▸ **Short task**
Convert the records below into a JSON list of strings, with one string for each line and no blank lines. Leave the pictures out of the list.
═════ Exercise inputs ═════
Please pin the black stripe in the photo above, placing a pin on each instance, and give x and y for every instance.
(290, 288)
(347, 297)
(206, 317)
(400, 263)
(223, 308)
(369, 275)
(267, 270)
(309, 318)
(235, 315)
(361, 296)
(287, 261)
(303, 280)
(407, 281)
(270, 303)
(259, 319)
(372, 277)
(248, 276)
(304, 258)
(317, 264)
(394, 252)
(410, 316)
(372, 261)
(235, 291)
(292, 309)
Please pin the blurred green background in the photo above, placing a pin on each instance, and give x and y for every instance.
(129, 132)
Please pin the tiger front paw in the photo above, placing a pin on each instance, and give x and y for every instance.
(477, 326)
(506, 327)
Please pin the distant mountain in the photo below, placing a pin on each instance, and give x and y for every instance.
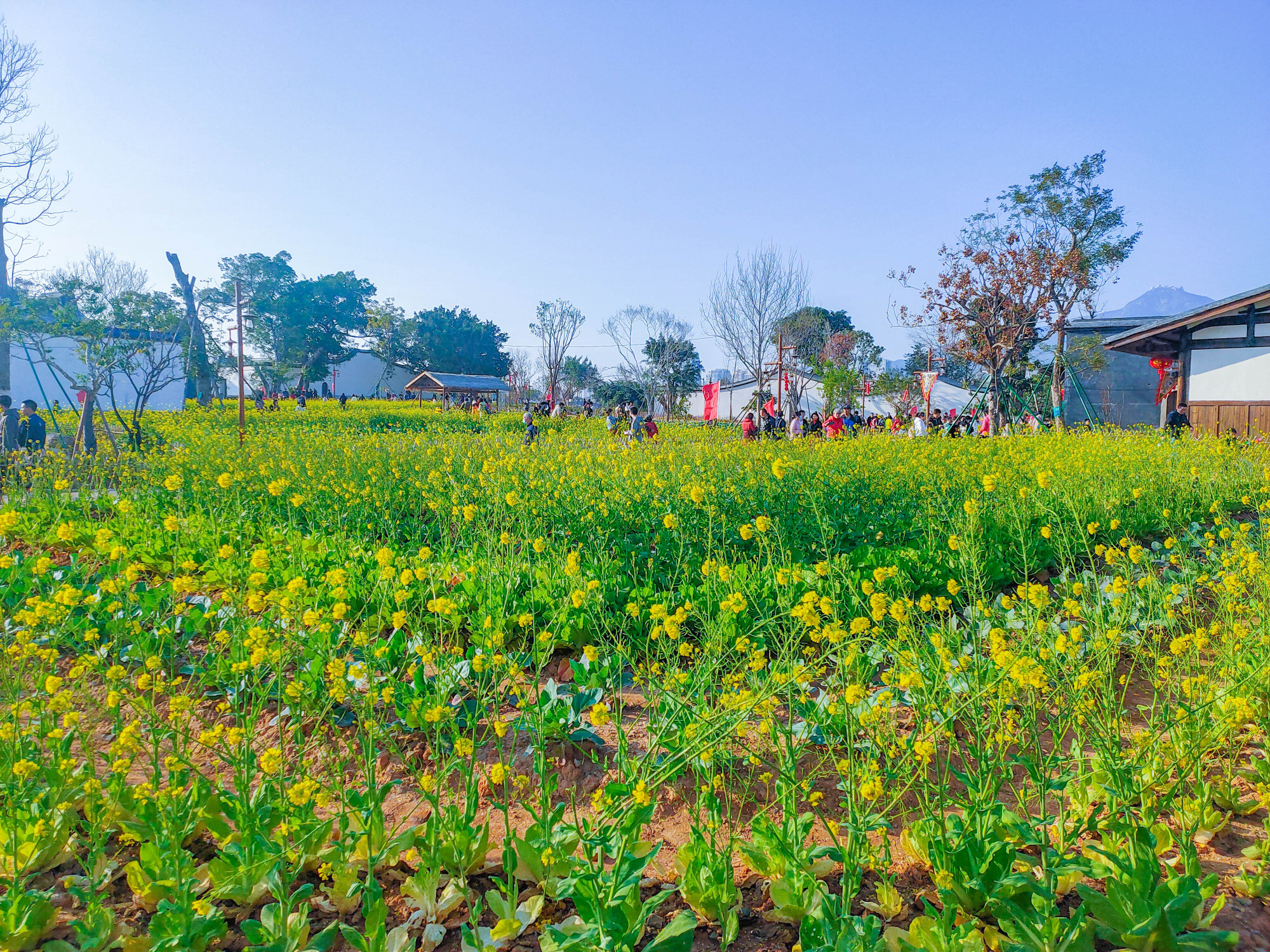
═════
▸ **Task result**
[
  "Please pin the black stripe in the photo above, placing a pin on each instance, and give x and y for every instance.",
  "(290, 288)",
  "(347, 297)",
  "(206, 317)",
  "(400, 263)",
  "(223, 308)",
  "(369, 275)",
  "(267, 270)",
  "(309, 318)",
  "(235, 315)",
  "(361, 296)",
  "(287, 261)",
  "(303, 280)",
  "(407, 281)",
  "(270, 303)",
  "(259, 319)",
  "(372, 277)",
  "(248, 276)",
  "(304, 258)",
  "(317, 264)",
  "(394, 252)",
  "(410, 316)",
  "(372, 261)",
  "(235, 291)",
  "(292, 309)",
  "Please pin the blurred green background in the photo above, placing a pin on each instance, and give x and y for every instance.",
  "(129, 132)",
  "Please pin the tiger front paw in the photo above, placing a pin on each instance, and give x and y for every instance.",
  "(477, 326)",
  "(506, 327)",
  "Please pin the distant mountain in the photo below, placing a pin on each instance, and give x and y for every instance."
]